» **Exercise directions**:
Please output the full listing, character for character.

» **Exercise input**:
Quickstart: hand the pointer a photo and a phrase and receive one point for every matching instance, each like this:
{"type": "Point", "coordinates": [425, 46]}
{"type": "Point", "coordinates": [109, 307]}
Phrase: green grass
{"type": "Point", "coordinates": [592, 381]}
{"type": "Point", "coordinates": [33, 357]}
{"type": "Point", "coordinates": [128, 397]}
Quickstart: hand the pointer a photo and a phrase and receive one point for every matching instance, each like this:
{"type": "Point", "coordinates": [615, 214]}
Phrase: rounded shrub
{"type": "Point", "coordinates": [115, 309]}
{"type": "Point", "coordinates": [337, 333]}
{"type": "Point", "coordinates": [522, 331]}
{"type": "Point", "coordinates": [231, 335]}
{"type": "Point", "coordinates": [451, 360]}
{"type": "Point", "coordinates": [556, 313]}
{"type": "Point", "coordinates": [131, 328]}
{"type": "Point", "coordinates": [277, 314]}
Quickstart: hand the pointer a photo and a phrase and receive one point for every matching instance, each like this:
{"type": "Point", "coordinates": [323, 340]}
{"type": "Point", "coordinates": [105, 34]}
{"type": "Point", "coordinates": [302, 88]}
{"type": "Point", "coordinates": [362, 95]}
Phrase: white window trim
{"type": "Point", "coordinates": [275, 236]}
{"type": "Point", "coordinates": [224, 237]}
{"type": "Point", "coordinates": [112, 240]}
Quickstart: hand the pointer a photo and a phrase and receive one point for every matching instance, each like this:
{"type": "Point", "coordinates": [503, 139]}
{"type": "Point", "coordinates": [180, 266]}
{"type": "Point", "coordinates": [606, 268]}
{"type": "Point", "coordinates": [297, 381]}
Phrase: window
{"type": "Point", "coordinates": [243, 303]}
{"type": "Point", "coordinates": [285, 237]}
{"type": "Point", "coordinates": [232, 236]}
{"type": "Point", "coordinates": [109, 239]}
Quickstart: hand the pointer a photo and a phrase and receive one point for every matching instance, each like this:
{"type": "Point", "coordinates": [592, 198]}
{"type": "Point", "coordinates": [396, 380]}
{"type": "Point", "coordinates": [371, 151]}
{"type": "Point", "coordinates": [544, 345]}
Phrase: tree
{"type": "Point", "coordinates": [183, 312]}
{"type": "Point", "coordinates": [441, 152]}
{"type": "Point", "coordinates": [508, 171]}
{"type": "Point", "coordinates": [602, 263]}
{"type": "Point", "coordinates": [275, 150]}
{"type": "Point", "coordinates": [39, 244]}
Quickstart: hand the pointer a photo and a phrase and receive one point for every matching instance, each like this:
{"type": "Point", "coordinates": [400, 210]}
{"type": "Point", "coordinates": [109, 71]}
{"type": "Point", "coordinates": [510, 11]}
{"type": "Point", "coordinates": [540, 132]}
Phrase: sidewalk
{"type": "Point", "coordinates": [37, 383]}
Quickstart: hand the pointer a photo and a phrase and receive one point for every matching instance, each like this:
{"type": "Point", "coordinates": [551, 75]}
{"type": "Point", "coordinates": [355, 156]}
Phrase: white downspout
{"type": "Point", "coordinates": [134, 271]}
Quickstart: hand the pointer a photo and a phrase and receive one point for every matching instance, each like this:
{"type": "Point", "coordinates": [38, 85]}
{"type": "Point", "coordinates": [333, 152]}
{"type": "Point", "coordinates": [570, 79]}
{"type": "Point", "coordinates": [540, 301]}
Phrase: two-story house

» **Exercise result**:
Quickstart: hand the pointer a photo and a phrase and receive one point for every matching instance, each like this:
{"type": "Point", "coordinates": [425, 46]}
{"type": "Point", "coordinates": [109, 307]}
Phrase: green grass
{"type": "Point", "coordinates": [592, 381]}
{"type": "Point", "coordinates": [33, 357]}
{"type": "Point", "coordinates": [128, 397]}
Quickstart: hand the pointer a photo and a phrase and receive one point for every matching instance, each like this:
{"type": "Point", "coordinates": [615, 214]}
Phrase: rounded shrub
{"type": "Point", "coordinates": [115, 309]}
{"type": "Point", "coordinates": [337, 333]}
{"type": "Point", "coordinates": [522, 331]}
{"type": "Point", "coordinates": [231, 335]}
{"type": "Point", "coordinates": [451, 360]}
{"type": "Point", "coordinates": [556, 313]}
{"type": "Point", "coordinates": [131, 328]}
{"type": "Point", "coordinates": [277, 314]}
Quickstart: hand the pointer a photo and a phrase and receive one point for every matching instance, each like this:
{"type": "Point", "coordinates": [323, 340]}
{"type": "Point", "coordinates": [105, 34]}
{"type": "Point", "coordinates": [302, 88]}
{"type": "Point", "coordinates": [362, 95]}
Phrase: white window trim
{"type": "Point", "coordinates": [275, 236]}
{"type": "Point", "coordinates": [224, 237]}
{"type": "Point", "coordinates": [112, 240]}
Quickstart: hand the pointer a photo and a phrase and receive one point for every matching instance, each like this:
{"type": "Point", "coordinates": [503, 139]}
{"type": "Point", "coordinates": [180, 266]}
{"type": "Point", "coordinates": [606, 268]}
{"type": "Point", "coordinates": [297, 381]}
Phrase: window
{"type": "Point", "coordinates": [243, 303]}
{"type": "Point", "coordinates": [285, 237]}
{"type": "Point", "coordinates": [232, 236]}
{"type": "Point", "coordinates": [109, 239]}
Quickstart: hand the pointer a photo and a phrase and receive one point for every matching instance, each like this:
{"type": "Point", "coordinates": [592, 198]}
{"type": "Point", "coordinates": [396, 380]}
{"type": "Point", "coordinates": [371, 151]}
{"type": "Point", "coordinates": [544, 345]}
Phrase: tree
{"type": "Point", "coordinates": [183, 312]}
{"type": "Point", "coordinates": [441, 152]}
{"type": "Point", "coordinates": [508, 171]}
{"type": "Point", "coordinates": [602, 263]}
{"type": "Point", "coordinates": [275, 150]}
{"type": "Point", "coordinates": [39, 244]}
Quickstart: hand the pointer a photo and a phrase and receive one point for every matching instance, each like this:
{"type": "Point", "coordinates": [400, 210]}
{"type": "Point", "coordinates": [109, 71]}
{"type": "Point", "coordinates": [510, 11]}
{"type": "Point", "coordinates": [540, 132]}
Phrase: sidewalk
{"type": "Point", "coordinates": [37, 383]}
Quickstart: hand the pointer a photo and a phrase and receive one point for every matching instance, each like this:
{"type": "Point", "coordinates": [551, 75]}
{"type": "Point", "coordinates": [355, 156]}
Phrase: white downspout
{"type": "Point", "coordinates": [134, 271]}
Quickstart: hand the pointer a photo and a phrase and receive one point for every matching instance, each like this:
{"type": "Point", "coordinates": [38, 85]}
{"type": "Point", "coordinates": [333, 152]}
{"type": "Point", "coordinates": [570, 79]}
{"type": "Point", "coordinates": [540, 301]}
Phrase: two-story house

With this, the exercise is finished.